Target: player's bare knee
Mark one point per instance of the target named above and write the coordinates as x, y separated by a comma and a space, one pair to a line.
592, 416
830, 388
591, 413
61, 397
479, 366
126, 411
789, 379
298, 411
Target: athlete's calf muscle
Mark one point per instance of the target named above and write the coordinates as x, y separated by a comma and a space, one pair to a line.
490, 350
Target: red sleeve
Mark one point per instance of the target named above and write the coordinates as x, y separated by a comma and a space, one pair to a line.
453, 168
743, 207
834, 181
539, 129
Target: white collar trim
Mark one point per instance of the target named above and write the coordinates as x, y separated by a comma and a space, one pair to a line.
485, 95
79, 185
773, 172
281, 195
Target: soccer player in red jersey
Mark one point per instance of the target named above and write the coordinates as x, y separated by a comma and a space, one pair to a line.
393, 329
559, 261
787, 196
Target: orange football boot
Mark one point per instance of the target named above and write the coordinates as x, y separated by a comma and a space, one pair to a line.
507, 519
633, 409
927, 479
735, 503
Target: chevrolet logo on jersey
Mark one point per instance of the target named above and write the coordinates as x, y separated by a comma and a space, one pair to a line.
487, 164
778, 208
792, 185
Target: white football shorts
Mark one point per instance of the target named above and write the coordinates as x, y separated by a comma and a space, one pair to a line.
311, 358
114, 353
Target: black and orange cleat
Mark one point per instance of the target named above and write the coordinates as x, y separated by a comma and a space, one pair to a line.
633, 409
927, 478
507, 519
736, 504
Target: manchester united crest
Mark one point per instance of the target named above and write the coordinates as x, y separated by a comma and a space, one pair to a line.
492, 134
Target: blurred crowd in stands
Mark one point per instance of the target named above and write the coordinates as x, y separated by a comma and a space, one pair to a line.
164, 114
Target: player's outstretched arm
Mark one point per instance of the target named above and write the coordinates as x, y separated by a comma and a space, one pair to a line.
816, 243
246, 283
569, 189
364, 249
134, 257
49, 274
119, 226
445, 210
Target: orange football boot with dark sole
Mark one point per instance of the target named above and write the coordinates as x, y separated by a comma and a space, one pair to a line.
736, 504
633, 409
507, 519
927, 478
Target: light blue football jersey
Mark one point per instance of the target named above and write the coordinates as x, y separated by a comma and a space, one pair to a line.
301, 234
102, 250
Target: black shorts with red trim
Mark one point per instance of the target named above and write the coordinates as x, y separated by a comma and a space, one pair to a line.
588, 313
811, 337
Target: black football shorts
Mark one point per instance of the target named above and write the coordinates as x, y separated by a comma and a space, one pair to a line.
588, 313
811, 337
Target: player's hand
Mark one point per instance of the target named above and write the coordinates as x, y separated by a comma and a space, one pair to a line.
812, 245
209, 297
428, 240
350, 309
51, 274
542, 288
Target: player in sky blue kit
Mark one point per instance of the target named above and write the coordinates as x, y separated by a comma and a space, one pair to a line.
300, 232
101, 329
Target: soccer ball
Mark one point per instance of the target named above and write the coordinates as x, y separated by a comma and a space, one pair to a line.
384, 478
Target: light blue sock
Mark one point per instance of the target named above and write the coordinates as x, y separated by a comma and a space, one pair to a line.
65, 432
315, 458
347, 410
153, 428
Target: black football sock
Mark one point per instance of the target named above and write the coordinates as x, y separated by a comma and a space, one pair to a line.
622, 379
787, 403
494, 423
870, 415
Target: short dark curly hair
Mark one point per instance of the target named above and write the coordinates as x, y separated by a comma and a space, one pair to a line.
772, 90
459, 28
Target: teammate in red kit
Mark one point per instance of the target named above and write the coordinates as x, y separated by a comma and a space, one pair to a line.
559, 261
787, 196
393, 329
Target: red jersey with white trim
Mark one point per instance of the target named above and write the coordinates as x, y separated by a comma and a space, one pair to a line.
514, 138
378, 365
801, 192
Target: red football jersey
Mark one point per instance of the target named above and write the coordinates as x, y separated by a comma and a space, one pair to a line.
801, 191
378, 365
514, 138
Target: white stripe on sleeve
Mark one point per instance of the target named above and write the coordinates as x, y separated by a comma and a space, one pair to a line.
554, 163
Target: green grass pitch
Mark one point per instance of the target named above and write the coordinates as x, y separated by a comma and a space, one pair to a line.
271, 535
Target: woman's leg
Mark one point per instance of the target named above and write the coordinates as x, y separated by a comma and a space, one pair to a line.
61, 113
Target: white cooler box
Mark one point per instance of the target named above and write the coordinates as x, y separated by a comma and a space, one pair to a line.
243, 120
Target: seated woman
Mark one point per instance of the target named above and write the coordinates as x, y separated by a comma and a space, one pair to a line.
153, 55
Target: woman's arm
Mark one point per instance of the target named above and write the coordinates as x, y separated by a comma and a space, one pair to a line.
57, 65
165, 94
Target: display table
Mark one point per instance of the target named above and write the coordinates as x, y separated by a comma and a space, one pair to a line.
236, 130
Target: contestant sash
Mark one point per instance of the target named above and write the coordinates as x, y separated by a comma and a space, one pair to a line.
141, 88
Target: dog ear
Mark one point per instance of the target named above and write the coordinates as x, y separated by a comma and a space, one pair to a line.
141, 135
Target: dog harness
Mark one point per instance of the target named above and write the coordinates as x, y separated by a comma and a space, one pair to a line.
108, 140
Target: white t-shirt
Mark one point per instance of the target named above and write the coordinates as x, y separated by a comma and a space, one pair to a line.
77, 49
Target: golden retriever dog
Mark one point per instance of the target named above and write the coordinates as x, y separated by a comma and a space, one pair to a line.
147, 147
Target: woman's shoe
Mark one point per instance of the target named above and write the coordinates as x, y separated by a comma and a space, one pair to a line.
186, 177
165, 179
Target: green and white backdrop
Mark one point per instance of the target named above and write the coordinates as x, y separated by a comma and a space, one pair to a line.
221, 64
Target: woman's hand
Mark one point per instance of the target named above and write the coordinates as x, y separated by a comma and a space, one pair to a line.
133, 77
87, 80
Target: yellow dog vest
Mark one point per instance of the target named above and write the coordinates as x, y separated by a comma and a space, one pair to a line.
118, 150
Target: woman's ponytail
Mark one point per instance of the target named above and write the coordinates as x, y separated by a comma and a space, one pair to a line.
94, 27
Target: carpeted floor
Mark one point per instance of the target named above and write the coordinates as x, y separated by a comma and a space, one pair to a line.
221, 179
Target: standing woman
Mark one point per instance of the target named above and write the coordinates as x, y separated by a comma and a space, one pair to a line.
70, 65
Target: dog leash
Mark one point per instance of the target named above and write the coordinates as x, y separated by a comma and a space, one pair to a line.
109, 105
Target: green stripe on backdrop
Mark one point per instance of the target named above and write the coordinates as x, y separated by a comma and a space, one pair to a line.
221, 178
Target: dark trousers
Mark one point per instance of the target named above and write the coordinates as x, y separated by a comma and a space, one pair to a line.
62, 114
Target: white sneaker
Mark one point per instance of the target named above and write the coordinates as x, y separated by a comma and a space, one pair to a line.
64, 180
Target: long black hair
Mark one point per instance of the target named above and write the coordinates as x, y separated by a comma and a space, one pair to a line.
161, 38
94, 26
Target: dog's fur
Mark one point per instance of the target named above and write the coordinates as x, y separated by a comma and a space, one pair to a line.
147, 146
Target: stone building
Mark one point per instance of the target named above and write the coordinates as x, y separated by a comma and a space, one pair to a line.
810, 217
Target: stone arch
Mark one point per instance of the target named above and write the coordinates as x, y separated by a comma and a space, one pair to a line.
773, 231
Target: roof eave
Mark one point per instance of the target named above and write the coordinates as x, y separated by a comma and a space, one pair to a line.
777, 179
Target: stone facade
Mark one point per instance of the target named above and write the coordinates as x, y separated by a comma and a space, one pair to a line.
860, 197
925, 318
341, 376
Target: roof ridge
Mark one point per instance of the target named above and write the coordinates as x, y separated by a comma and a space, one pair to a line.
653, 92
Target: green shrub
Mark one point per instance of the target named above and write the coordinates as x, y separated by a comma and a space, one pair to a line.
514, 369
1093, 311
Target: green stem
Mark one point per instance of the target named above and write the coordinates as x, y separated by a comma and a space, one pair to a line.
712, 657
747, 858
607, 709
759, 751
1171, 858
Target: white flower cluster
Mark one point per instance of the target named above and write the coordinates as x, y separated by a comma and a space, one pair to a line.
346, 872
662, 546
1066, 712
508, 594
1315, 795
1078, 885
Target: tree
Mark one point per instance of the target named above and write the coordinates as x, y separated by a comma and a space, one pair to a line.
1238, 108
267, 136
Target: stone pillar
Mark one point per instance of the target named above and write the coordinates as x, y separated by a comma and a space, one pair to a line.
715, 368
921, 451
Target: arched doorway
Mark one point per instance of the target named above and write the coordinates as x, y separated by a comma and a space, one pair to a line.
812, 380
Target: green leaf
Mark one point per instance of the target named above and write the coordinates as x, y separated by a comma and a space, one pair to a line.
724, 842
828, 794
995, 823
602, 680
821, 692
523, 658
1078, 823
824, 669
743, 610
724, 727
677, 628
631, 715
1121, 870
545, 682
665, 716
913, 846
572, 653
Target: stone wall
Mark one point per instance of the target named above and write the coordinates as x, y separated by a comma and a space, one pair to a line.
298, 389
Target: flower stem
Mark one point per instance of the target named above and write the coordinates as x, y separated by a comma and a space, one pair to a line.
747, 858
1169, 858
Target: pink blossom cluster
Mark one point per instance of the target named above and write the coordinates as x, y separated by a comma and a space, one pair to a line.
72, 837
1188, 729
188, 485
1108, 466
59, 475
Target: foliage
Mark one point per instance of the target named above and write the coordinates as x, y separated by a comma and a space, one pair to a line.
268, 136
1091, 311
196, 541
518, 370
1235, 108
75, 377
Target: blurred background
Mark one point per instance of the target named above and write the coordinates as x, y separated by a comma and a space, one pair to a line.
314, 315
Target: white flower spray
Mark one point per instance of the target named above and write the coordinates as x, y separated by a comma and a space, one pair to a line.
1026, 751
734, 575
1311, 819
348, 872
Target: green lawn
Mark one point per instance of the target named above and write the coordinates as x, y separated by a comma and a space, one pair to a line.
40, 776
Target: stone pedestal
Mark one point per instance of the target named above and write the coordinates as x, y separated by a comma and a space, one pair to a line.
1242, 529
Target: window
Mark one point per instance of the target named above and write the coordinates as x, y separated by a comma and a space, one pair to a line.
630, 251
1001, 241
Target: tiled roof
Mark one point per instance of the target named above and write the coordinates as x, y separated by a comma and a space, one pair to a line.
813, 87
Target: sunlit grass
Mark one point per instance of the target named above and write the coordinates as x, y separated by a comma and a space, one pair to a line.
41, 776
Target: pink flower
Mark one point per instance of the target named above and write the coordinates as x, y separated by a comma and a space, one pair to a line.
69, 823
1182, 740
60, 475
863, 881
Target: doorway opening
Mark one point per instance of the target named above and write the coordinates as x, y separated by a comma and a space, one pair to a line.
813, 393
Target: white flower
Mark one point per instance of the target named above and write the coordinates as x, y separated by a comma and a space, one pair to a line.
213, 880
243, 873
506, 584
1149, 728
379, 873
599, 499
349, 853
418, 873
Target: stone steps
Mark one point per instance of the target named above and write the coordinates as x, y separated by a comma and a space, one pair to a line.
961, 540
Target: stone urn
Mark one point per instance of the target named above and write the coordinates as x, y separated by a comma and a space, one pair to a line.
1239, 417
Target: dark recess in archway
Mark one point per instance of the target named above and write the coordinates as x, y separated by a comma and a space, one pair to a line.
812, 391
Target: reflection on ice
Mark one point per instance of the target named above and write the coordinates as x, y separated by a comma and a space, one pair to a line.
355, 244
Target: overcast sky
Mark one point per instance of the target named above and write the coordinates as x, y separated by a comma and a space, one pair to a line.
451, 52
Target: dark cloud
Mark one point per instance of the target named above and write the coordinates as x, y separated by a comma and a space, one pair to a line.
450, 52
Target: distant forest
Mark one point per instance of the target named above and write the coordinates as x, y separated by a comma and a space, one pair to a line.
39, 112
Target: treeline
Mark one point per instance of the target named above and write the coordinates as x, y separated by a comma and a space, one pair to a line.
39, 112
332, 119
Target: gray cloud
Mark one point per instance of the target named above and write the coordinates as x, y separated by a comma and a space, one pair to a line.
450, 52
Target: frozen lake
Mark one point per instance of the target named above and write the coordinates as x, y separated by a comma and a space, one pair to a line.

_What to do_: Output the lines above exactly, but only those between the line holding "Target: stone steps" and the line holding "Target: treeline", inclusive.

_Response_:
Target: stone steps
Mark one point per instance of the target named above and write the coordinates as x, y separated by a comma and a space, one pair to a line.
961, 540
Target: stone urn
Mark one point per instance of the target named above and write the coordinates as x, y separated by a comma and a space, one pair to a line.
1239, 417
Target: dark recess in archway
Mark one point per instance of the target named above and write the coordinates as x, y separated by a comma and a space, one pair to a line.
812, 391
Target: reflection on ice
Mark one point per instance of the target named above and write the coordinates as x, y separated by a comma and a space, one pair to a line.
355, 244
Target: overcast sky
Mark one point per instance of the target named above and write the coordinates as x, y separated by a comma and a space, one pair to a line.
451, 52
Target: dark cloud
Mark one point per instance of the target named above and write the coordinates as x, y separated by a comma and a space, one pair to a line.
450, 52
Target: distant forest
Mark one point per instance of the target named above and write the coordinates as x, y separated by a comma and a space, one pair to a line.
39, 112
Target: treeline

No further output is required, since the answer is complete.